● Objective: Convert every one of the records below into a numbered list, omitting any blank lines.

** Start **

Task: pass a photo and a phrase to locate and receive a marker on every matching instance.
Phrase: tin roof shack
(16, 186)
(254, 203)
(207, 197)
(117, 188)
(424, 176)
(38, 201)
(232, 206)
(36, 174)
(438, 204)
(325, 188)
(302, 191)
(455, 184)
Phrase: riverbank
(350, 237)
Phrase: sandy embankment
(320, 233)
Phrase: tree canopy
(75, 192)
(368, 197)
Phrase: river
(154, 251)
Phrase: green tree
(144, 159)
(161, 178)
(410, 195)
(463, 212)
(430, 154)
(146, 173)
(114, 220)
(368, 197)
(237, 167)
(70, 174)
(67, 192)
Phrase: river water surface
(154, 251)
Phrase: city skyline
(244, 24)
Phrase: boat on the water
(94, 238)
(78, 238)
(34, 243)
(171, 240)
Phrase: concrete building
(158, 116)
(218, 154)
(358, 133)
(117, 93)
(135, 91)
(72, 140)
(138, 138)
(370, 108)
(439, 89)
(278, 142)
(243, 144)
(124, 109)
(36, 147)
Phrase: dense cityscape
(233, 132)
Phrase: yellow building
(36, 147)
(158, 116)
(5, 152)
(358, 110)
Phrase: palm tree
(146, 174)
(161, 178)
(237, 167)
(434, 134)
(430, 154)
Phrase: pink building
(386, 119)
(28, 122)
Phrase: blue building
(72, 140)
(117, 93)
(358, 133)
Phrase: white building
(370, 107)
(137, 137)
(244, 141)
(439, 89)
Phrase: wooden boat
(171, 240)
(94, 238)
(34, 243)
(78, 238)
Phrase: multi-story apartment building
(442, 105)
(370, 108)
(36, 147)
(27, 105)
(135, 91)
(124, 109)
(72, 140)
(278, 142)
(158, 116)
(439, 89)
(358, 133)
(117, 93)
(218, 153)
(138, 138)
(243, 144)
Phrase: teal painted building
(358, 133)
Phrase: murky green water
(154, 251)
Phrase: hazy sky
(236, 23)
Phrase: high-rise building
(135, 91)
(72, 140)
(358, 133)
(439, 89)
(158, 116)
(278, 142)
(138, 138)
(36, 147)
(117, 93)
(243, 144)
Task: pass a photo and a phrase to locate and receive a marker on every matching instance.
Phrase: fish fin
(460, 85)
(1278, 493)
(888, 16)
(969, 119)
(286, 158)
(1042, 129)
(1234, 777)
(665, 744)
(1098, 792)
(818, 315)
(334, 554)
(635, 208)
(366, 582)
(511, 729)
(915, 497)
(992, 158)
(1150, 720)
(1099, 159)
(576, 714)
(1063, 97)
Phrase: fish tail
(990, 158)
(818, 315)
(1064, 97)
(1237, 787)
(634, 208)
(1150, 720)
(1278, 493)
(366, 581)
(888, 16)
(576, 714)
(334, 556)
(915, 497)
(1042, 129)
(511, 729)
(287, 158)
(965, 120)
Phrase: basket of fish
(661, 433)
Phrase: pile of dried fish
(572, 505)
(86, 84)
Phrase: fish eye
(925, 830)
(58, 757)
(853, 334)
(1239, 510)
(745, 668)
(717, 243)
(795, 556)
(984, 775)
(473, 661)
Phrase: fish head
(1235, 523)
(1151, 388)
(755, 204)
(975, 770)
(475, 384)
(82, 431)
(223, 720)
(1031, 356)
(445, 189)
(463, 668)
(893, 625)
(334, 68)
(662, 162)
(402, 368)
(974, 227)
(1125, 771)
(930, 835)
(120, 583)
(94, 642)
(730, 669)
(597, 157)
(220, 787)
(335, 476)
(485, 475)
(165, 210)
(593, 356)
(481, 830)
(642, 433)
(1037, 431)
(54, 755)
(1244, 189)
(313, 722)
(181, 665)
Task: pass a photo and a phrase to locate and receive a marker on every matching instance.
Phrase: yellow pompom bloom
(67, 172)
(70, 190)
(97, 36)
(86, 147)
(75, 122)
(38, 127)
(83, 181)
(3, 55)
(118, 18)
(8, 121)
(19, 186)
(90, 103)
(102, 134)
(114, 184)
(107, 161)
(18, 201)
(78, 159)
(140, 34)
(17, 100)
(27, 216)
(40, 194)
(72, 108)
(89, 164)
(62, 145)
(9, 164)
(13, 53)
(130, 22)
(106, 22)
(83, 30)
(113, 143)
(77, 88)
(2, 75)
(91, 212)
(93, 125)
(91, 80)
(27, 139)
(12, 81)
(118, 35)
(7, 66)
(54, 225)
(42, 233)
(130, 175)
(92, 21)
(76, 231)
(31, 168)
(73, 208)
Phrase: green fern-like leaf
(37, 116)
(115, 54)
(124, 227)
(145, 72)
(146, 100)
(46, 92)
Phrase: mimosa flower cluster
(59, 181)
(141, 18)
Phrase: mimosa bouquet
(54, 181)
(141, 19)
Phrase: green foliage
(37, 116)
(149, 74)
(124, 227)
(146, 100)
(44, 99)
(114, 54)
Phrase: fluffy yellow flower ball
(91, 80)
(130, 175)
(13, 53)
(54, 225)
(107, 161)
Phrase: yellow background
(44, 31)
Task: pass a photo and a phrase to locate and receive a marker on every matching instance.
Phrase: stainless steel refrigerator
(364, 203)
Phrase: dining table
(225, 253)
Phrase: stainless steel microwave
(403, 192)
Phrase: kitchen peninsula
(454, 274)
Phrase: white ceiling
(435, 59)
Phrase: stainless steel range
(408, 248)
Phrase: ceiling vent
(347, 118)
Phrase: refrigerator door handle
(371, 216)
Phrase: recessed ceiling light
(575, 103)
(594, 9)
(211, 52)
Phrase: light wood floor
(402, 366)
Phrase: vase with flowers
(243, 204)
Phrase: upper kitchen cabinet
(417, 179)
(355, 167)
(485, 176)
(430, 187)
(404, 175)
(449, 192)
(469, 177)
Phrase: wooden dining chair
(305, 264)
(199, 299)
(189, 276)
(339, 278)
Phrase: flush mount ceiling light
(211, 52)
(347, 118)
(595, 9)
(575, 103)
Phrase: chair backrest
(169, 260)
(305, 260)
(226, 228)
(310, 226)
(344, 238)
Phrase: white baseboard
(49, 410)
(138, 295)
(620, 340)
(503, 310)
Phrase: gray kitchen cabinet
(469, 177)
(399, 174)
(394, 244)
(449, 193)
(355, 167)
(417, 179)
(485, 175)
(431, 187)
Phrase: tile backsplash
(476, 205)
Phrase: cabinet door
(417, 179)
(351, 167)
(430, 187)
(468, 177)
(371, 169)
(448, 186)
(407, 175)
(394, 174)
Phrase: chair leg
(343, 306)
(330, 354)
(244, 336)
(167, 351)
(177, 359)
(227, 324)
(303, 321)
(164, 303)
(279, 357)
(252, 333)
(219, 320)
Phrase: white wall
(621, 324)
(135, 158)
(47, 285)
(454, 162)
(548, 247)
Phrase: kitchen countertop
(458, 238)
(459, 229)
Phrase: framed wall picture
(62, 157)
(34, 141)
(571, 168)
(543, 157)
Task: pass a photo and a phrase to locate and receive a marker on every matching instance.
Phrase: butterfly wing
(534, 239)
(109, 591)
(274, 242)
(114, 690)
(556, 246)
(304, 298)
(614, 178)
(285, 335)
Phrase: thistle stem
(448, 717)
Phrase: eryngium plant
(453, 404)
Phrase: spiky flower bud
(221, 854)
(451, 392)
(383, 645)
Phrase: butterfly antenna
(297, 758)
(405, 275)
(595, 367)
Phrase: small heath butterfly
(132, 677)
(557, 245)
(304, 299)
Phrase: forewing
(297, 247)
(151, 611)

** End **

● Exercise answer:
1. Task: pass a photo and a phrase to locate and receive a marker on every matching instance.
2. Phrase: tin roof shack
3. (16, 186)
4. (254, 203)
5. (207, 197)
6. (117, 188)
7. (424, 176)
8. (38, 201)
9. (232, 206)
10. (36, 174)
11. (438, 204)
12. (325, 188)
13. (302, 191)
14. (455, 184)
15. Phrase: riverbank
16. (350, 237)
17. Phrase: sandy embankment
18. (320, 233)
19. Phrase: tree canopy
20. (75, 192)
21. (368, 197)
22. Phrase: river
23. (154, 251)
24. Phrase: green tree
25. (144, 159)
26. (161, 178)
27. (410, 195)
28. (463, 212)
29. (430, 154)
30. (146, 173)
31. (114, 220)
32. (368, 197)
33. (237, 167)
34. (70, 174)
35. (67, 192)
36. Phrase: river water surface
37. (154, 251)
38. Phrase: city skyline
39. (244, 24)
40. Phrase: boat on the water
41. (94, 238)
42. (78, 238)
43. (34, 243)
44. (171, 240)
45. Phrase: concrete building
46. (158, 116)
47. (218, 154)
48. (358, 133)
49. (117, 93)
50. (135, 91)
51. (72, 140)
52. (138, 138)
53. (370, 108)
54. (439, 89)
55. (278, 142)
56. (243, 144)
57. (124, 109)
58. (36, 147)
59. Phrase: dense cityscape
60. (233, 132)
61. Phrase: yellow building
62. (36, 147)
63. (158, 116)
64. (5, 152)
65. (358, 110)
66. Phrase: palm tree
67. (146, 174)
68. (161, 178)
69. (237, 167)
70. (434, 134)
71. (430, 154)
72. Phrase: pink building
73. (386, 119)
74. (28, 122)
75. Phrase: blue building
76. (72, 140)
77. (117, 93)
78. (358, 133)
79. Phrase: white building
80. (370, 107)
81. (137, 137)
82. (244, 141)
83. (439, 89)
84. Phrase: wooden boat
85. (171, 240)
86. (94, 238)
87. (34, 243)
88. (78, 238)
89. Phrase: multi-story apartment building
90. (442, 105)
91. (370, 108)
92. (36, 147)
93. (27, 105)
94. (135, 91)
95. (124, 109)
96. (72, 140)
97. (278, 142)
98. (158, 116)
99. (439, 89)
100. (358, 133)
101. (117, 93)
102. (218, 153)
103. (138, 138)
104. (243, 144)
105. Phrase: teal painted building
106. (358, 133)
107. Phrase: murky green water
108. (154, 251)
109. Phrase: hazy sky
110. (236, 23)
111. Phrase: high-rise building
112. (135, 91)
113. (72, 140)
114. (358, 133)
115. (439, 89)
116. (158, 116)
117. (278, 142)
118. (138, 138)
119. (36, 147)
120. (117, 93)
121. (243, 144)
122. Task: pass a photo and a phrase to locate and receive a marker on every matching instance.
123. Phrase: fish fin
124. (460, 85)
125. (1278, 493)
126. (888, 16)
127. (969, 119)
128. (286, 158)
129. (1042, 129)
130. (1234, 777)
131. (665, 744)
132. (1098, 792)
133. (818, 315)
134. (334, 554)
135. (635, 208)
136. (366, 582)
137. (511, 729)
138. (915, 497)
139. (992, 158)
140. (1150, 720)
141. (1099, 159)
142. (576, 714)
143. (1063, 97)
144. Phrase: fish tail
145. (990, 158)
146. (818, 315)
147. (1064, 97)
148. (1237, 787)
149. (634, 208)
150. (1150, 720)
151. (1278, 493)
152. (366, 581)
153. (888, 16)
154. (576, 714)
155. (334, 556)
156. (915, 497)
157. (1042, 129)
158. (511, 729)
159. (287, 158)
160. (965, 120)
161. Phrase: basket of fish
162. (661, 433)
163. Phrase: pile of dried fish
164. (572, 505)
165. (86, 84)
166. Phrase: fish eye
167. (925, 830)
168. (58, 757)
169. (853, 334)
170. (1239, 510)
171. (745, 668)
172. (717, 243)
173. (795, 556)
174. (984, 775)
175. (473, 661)
176. Phrase: fish head
177. (1235, 523)
178. (1151, 388)
179. (755, 204)
180. (975, 770)
181. (475, 384)
182. (82, 431)
183. (223, 720)
184. (1031, 356)
185. (445, 189)
186. (463, 668)
187. (893, 625)
188. (334, 68)
189. (662, 162)
190. (402, 368)
191. (974, 227)
192. (1125, 771)
193. (930, 835)
194. (120, 583)
195. (94, 642)
196. (730, 669)
197. (597, 157)
198. (220, 787)
199. (335, 476)
200. (485, 475)
201. (165, 210)
202. (593, 356)
203. (481, 830)
204. (642, 433)
205. (1037, 431)
206. (54, 755)
207. (1244, 189)
208. (313, 722)
209. (181, 665)
210. Task: pass a photo and a phrase to locate and receive a marker on every matching instance.
211. Phrase: yellow pompom bloom
212. (67, 172)
213. (70, 190)
214. (97, 36)
215. (86, 147)
216. (75, 122)
217. (38, 127)
218. (83, 181)
219. (3, 55)
220. (118, 18)
221. (8, 121)
222. (19, 186)
223. (90, 103)
224. (102, 134)
225. (114, 184)
226. (107, 161)
227. (18, 201)
228. (78, 159)
229. (140, 34)
230. (17, 100)
231. (27, 216)
232. (40, 194)
233. (72, 108)
234. (89, 164)
235. (62, 145)
236. (9, 164)
237. (13, 53)
238. (130, 22)
239. (106, 22)
240. (83, 30)
241. (113, 143)
242. (77, 88)
243. (2, 75)
244. (91, 212)
245. (93, 125)
246. (91, 80)
247. (27, 139)
248. (12, 81)
249. (118, 35)
250. (7, 66)
251. (54, 225)
252. (42, 233)
253. (130, 175)
254. (92, 21)
255. (76, 231)
256. (31, 168)
257. (73, 208)
258. Phrase: green fern-like leaf
259. (37, 116)
260. (115, 54)
261. (124, 227)
262. (145, 72)
263. (146, 100)
264. (46, 92)
265. Phrase: mimosa flower cluster
266. (59, 181)
267. (141, 18)
268. Phrase: mimosa bouquet
269. (54, 181)
270. (141, 19)
271. Phrase: green foliage
272. (37, 116)
273. (149, 74)
274. (124, 227)
275. (146, 100)
276. (44, 99)
277. (114, 54)
278. Phrase: fluffy yellow flower ball
279. (91, 80)
280. (130, 175)
281. (13, 53)
282. (54, 225)
283. (107, 161)
284. Phrase: yellow background
285. (44, 31)
286. Task: pass a photo and a phrase to locate and receive a marker on every matching instance.
287. Phrase: stainless steel refrigerator
288. (364, 203)
289. Phrase: dining table
290. (225, 253)
291. Phrase: stainless steel microwave
292. (403, 192)
293. Phrase: kitchen peninsula
294. (454, 274)
295. Phrase: white ceiling
296. (435, 59)
297. Phrase: stainless steel range
298. (408, 248)
299. Phrase: ceiling vent
300. (347, 118)
301. Phrase: refrigerator door handle
302. (371, 216)
303. Phrase: recessed ceiling light
304. (575, 103)
305. (594, 9)
306. (211, 52)
307. Phrase: light wood floor
308. (402, 366)
309. Phrase: vase with flowers
310. (243, 204)
311. Phrase: upper kitchen cabinet
312. (417, 179)
313. (355, 167)
314. (485, 176)
315. (430, 187)
316. (404, 175)
317. (449, 192)
318. (469, 177)
319. Phrase: wooden dining chair
320. (305, 264)
321. (199, 299)
322. (189, 276)
323. (339, 278)
324. Phrase: flush mount ceiling light
325. (211, 52)
326. (347, 118)
327. (595, 9)
328. (575, 103)
329. Phrase: chair backrest
330. (169, 260)
331. (305, 260)
332. (226, 228)
333. (310, 226)
334. (344, 238)
335. Phrase: white baseboard
336. (49, 410)
337. (138, 295)
338. (620, 340)
339. (503, 310)
340. Phrase: gray kitchen cabinet
341. (469, 177)
342. (399, 174)
343. (394, 244)
344. (449, 193)
345. (355, 167)
346. (417, 179)
347. (485, 175)
348. (431, 187)
349. Phrase: tile backsplash
350. (476, 205)
351. Phrase: cabinet door
352. (417, 179)
353. (351, 167)
354. (430, 187)
355. (468, 177)
356. (371, 169)
357. (448, 186)
358. (407, 175)
359. (394, 174)
360. Phrase: chair leg
361. (343, 306)
362. (330, 354)
363. (244, 336)
364. (167, 351)
365. (177, 359)
366. (227, 324)
367. (303, 321)
368. (164, 303)
369. (279, 357)
370. (252, 333)
371. (219, 320)
372. Phrase: white wall
373. (621, 324)
374. (135, 158)
375. (47, 285)
376. (454, 162)
377. (548, 247)
378. Phrase: kitchen countertop
379. (458, 238)
380. (459, 229)
381. Phrase: framed wall picture
382. (62, 157)
383. (34, 141)
384. (571, 168)
385. (543, 157)
386. Task: pass a photo and a phrase to locate and receive a marker on every matching instance.
387. Phrase: butterfly wing
388. (534, 239)
389. (109, 591)
390. (274, 242)
391. (114, 690)
392. (556, 246)
393. (304, 298)
394. (614, 178)
395. (285, 335)
396. Phrase: thistle stem
397. (448, 717)
398. Phrase: eryngium plant
399. (453, 404)
400. Phrase: spiky flower bud
401. (221, 854)
402. (451, 392)
403. (383, 645)
404. Phrase: butterfly antenna
405. (297, 758)
406. (405, 275)
407. (595, 367)
408. Phrase: small heath butterfly
409. (132, 677)
410. (557, 245)
411. (304, 299)
412. Phrase: forewing
413. (297, 247)
414. (151, 611)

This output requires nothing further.